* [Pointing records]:
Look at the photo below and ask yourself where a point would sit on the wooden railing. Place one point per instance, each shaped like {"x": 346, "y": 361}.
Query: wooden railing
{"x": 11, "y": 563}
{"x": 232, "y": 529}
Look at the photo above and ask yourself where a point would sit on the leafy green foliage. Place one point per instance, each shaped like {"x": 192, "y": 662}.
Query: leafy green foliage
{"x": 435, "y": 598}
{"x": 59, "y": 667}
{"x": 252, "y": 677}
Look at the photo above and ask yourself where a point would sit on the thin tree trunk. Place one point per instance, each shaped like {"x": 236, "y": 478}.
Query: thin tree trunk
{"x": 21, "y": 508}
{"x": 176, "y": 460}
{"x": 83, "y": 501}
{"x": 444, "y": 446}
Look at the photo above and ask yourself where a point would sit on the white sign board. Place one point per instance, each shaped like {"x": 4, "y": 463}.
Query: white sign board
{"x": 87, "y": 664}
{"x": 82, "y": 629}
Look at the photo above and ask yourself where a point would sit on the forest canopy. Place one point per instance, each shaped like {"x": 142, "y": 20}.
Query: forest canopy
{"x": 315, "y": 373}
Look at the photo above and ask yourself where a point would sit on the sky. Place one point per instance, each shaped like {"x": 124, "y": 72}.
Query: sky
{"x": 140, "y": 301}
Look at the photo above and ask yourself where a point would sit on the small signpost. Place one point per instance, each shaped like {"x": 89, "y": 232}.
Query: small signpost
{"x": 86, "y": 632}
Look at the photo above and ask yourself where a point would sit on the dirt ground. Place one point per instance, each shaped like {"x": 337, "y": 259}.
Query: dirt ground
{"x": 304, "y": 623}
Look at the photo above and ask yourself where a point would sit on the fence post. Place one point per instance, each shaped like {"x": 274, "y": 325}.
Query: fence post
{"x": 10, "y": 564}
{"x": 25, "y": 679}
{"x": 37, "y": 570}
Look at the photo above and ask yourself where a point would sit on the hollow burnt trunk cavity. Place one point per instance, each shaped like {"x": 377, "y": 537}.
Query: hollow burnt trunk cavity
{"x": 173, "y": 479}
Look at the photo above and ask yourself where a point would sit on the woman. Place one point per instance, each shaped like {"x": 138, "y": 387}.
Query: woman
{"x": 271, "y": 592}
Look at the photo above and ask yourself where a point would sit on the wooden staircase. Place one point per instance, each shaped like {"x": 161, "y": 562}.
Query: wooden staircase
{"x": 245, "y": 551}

* [EXERCISE DESCRIPTION]: Write out again the part of the records that opens with the line containing "on the hollow" and runs through the end of the records, requests included. Multiply every x and y coordinate in the answers by 2.15 and round to whole numbers, halves up, leaving the numbers in the requests and their format samples unchanged.

* [THE OUTPUT]:
Look at the photo above and ask yourself where a point would sit on the hollow burnt trunk cavity. Place one point per instance, each shaped like {"x": 377, "y": 537}.
Query: hollow burnt trunk cavity
{"x": 372, "y": 1030}
Look at the photo above and ask yourself where a point would sit on the woman. Place one point per instance, each shaped like {"x": 138, "y": 387}.
Query: woman
{"x": 583, "y": 1273}
Look at the photo above and ask yourself where a point would sit on the wooden staircase. Place one point per instance, each shaped like {"x": 161, "y": 562}.
Query: wooden staircase
{"x": 527, "y": 1185}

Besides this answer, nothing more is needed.